> **TASK GOAL**: Below are the entries; output exactly the lines from the one containing "tag the dark grey" through the final line, inclusive.

* Start GIVEN INFORMATION *

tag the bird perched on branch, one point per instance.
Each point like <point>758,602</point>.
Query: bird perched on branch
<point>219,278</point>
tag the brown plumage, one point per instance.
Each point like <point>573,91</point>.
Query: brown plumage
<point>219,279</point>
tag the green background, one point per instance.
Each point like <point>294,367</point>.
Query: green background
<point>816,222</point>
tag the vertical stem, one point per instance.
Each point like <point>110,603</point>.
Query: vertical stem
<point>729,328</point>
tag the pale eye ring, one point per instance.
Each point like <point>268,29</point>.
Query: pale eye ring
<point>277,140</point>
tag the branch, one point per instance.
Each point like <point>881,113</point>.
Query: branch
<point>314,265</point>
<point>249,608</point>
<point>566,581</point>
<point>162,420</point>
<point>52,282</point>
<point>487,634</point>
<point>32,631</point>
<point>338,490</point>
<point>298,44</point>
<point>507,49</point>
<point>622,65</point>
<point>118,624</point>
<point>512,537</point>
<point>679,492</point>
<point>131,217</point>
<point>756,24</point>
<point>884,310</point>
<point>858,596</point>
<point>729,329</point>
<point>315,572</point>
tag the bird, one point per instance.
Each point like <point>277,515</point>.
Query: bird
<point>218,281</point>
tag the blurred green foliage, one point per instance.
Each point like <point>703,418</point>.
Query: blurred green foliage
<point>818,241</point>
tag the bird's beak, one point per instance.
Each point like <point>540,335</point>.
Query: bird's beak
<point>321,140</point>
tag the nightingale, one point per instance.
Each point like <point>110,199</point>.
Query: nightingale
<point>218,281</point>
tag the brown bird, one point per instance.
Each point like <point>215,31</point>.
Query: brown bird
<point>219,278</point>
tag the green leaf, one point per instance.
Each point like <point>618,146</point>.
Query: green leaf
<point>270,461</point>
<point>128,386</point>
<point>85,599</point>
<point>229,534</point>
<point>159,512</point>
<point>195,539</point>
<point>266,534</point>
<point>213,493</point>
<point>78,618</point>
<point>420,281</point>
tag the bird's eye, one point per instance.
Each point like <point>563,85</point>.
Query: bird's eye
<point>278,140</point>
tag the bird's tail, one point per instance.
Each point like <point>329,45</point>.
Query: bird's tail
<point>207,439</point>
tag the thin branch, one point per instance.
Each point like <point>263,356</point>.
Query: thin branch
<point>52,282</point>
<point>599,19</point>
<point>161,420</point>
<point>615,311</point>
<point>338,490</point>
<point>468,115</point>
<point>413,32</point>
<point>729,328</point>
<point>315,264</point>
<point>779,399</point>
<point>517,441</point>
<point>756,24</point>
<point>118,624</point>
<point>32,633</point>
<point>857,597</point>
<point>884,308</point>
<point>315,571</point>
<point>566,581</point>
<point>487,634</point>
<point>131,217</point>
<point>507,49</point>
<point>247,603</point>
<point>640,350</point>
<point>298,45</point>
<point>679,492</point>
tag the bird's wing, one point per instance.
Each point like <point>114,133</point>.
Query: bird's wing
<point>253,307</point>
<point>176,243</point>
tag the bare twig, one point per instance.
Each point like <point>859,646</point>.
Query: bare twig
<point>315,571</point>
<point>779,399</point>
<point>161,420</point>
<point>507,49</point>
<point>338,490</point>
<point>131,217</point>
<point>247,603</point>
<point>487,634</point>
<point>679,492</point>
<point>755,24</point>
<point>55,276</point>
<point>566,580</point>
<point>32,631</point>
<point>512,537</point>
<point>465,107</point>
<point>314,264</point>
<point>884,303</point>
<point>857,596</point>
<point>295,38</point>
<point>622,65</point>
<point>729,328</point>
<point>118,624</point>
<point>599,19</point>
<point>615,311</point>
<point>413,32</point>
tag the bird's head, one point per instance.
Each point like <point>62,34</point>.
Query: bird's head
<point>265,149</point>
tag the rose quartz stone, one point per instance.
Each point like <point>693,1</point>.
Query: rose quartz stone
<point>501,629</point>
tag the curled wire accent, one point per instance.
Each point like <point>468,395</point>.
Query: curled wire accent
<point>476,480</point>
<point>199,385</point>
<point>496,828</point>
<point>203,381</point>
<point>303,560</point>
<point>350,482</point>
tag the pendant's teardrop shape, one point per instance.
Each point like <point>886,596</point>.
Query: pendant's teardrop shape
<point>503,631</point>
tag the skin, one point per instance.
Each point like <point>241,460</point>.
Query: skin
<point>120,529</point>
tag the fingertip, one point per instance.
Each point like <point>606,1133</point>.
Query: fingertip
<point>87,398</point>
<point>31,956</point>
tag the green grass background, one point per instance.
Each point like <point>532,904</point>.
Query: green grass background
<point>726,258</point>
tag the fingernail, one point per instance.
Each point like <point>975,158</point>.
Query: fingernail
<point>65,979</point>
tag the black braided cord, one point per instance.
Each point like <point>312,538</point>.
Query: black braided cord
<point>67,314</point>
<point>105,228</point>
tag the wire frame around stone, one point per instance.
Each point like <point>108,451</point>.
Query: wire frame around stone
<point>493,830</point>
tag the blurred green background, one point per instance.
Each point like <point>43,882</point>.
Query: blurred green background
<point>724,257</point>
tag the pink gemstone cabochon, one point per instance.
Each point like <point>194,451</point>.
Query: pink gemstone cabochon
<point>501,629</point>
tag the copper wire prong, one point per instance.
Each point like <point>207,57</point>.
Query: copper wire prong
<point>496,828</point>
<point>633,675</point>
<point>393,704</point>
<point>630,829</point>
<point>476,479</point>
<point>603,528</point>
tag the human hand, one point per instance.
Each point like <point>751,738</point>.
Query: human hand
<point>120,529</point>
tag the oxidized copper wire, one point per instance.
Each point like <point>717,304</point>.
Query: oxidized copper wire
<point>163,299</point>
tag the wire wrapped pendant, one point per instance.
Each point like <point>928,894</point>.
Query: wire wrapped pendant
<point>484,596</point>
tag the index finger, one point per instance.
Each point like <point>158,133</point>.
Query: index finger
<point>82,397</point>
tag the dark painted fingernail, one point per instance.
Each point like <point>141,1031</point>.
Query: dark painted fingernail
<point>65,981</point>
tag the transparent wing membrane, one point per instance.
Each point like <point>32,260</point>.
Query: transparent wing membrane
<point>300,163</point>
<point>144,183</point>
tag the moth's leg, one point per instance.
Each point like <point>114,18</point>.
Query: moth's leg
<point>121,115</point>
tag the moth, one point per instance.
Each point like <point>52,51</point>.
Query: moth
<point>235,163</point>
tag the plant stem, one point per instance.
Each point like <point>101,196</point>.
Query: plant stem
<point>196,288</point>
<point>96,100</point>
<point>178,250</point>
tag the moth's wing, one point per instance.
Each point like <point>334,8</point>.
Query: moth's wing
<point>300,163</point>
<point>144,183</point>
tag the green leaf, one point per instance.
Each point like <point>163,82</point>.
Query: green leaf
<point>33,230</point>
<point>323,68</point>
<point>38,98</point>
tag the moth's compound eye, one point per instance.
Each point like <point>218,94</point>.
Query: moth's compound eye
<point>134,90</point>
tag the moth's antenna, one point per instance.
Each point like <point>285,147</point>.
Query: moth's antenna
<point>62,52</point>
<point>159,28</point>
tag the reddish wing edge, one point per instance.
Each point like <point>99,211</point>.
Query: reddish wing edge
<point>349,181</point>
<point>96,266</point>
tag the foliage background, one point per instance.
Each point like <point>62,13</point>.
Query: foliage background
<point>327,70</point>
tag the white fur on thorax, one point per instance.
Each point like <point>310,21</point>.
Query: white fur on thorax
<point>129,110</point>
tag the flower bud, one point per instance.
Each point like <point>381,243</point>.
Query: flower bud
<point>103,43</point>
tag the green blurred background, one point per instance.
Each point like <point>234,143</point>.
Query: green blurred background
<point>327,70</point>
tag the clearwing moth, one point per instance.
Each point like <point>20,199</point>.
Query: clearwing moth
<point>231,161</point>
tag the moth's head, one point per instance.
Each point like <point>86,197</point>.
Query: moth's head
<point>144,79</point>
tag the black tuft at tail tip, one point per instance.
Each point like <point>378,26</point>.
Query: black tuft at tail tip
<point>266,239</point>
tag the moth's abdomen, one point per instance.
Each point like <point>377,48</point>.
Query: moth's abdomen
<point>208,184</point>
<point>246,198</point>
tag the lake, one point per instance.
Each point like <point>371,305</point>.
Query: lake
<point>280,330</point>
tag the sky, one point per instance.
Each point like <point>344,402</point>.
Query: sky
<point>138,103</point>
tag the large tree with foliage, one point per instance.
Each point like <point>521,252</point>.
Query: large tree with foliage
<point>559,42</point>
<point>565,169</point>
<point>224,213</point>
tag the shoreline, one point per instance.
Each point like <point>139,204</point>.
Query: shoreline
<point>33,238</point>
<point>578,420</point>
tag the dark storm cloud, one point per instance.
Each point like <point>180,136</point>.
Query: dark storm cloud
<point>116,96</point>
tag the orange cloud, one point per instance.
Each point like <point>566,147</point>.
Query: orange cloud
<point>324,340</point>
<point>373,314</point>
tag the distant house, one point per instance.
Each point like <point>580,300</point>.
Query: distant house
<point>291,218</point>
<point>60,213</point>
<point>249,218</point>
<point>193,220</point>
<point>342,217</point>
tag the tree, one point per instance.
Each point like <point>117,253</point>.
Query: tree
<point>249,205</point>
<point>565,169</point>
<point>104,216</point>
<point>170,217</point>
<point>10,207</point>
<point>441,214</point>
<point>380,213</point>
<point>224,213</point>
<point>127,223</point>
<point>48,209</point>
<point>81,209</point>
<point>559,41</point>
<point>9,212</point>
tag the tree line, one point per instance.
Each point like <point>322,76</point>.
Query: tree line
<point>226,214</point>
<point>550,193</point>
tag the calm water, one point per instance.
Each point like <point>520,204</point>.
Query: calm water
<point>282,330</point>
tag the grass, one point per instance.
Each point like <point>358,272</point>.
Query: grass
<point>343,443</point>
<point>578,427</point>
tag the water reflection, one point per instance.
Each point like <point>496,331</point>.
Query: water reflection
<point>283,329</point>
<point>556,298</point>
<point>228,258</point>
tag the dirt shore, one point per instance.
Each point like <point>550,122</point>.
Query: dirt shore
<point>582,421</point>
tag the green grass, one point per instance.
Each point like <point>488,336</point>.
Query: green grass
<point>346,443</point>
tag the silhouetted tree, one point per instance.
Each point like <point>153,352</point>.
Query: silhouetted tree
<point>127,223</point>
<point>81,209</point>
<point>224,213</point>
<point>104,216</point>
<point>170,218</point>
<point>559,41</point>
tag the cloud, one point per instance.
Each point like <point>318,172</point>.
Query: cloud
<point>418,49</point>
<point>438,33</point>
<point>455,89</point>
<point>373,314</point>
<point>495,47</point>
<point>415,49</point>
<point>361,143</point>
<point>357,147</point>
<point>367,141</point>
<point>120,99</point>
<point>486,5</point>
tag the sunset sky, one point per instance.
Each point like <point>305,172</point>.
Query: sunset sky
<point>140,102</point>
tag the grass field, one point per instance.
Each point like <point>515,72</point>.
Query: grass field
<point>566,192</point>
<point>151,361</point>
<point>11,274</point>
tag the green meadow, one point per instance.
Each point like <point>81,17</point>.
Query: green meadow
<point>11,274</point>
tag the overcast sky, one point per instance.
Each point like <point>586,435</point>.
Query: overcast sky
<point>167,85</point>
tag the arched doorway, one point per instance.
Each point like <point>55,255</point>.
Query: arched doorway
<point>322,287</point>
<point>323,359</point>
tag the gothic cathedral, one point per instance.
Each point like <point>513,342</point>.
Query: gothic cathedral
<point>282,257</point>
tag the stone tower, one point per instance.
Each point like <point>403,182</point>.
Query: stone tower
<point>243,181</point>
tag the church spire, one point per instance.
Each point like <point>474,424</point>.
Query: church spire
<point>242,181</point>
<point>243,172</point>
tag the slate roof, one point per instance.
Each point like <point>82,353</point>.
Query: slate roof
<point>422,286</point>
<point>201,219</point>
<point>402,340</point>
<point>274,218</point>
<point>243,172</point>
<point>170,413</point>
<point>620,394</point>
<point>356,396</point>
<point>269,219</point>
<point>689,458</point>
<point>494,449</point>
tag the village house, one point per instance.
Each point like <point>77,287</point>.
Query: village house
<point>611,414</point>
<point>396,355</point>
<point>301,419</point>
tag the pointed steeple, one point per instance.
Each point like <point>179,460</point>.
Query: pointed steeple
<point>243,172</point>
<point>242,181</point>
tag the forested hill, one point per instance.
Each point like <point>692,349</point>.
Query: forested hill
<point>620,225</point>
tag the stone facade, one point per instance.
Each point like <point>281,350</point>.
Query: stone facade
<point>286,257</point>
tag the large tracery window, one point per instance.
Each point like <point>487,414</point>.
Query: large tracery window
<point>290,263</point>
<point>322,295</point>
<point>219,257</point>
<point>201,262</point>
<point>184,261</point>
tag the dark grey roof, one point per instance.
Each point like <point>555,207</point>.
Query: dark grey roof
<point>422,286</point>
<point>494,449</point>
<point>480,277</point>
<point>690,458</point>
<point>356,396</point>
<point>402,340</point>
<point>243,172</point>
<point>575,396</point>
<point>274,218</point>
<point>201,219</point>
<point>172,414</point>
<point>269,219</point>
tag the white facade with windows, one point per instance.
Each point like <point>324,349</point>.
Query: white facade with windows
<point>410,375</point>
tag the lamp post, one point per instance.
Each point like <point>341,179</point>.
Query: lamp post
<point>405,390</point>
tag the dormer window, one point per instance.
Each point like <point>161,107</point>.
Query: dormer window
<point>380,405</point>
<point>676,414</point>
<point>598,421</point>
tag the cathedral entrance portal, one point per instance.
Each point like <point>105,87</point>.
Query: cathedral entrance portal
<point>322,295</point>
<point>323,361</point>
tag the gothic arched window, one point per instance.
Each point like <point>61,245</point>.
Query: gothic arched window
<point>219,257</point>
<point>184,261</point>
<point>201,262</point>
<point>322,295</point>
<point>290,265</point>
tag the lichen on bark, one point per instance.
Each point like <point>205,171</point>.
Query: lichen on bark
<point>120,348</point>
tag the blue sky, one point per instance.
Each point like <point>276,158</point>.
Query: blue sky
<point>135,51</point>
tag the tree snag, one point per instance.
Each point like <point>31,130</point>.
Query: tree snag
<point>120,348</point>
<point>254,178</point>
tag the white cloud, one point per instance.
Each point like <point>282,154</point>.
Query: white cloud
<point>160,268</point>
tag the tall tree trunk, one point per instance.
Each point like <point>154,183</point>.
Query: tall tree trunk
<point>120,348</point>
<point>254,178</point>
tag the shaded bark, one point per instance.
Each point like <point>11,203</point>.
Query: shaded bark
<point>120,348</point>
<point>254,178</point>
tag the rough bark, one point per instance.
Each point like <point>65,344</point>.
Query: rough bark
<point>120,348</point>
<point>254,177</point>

* End GIVEN INFORMATION *

> **REPLY**:
tag the dark grey roof, one point per instance.
Each point like <point>555,207</point>.
Query: dark grey roof
<point>422,286</point>
<point>494,449</point>
<point>480,277</point>
<point>690,458</point>
<point>356,396</point>
<point>402,340</point>
<point>243,172</point>
<point>575,396</point>
<point>274,218</point>
<point>201,219</point>
<point>172,414</point>
<point>269,219</point>
tag the white facade with windows, one point per instance.
Each point like <point>324,349</point>.
Query: white facade with windows
<point>410,375</point>
tag the lamp post, one point per instance.
Each point like <point>341,179</point>.
Query: lamp post
<point>405,390</point>
tag the dormer window, one point per instance.
Each point like <point>161,107</point>.
Query: dormer window
<point>380,405</point>
<point>676,414</point>
<point>598,421</point>
tag the cathedral entrance portal, one point per instance.
Each point like <point>105,87</point>.
Query: cathedral entrance portal
<point>322,295</point>
<point>323,361</point>
tag the gothic arched window, one point per instance.
Each point like <point>61,245</point>.
Query: gothic arched window
<point>219,257</point>
<point>184,261</point>
<point>201,262</point>
<point>322,295</point>
<point>290,265</point>
tag the lichen on bark, one point per instance.
Each point like <point>205,171</point>.
Query: lichen on bark
<point>120,348</point>
tag the blue sky, one point per instance.
Each point like <point>276,158</point>.
Query: blue sky
<point>135,51</point>
tag the tree snag, one point per instance.
Each point like <point>31,130</point>.
Query: tree snag
<point>120,348</point>
<point>254,178</point>
tag the white cloud, one point per instance.
Each point like <point>282,154</point>.
Query: white cloud
<point>160,268</point>
tag the tall tree trunk, one point per instance.
Each point like <point>154,183</point>.
Query: tall tree trunk
<point>120,348</point>
<point>254,178</point>
tag the shaded bark, one point per instance.
Each point like <point>11,203</point>.
Query: shaded bark
<point>120,348</point>
<point>254,178</point>
tag the rough bark, one point per instance.
Each point like <point>65,344</point>.
Query: rough bark
<point>120,348</point>
<point>254,177</point>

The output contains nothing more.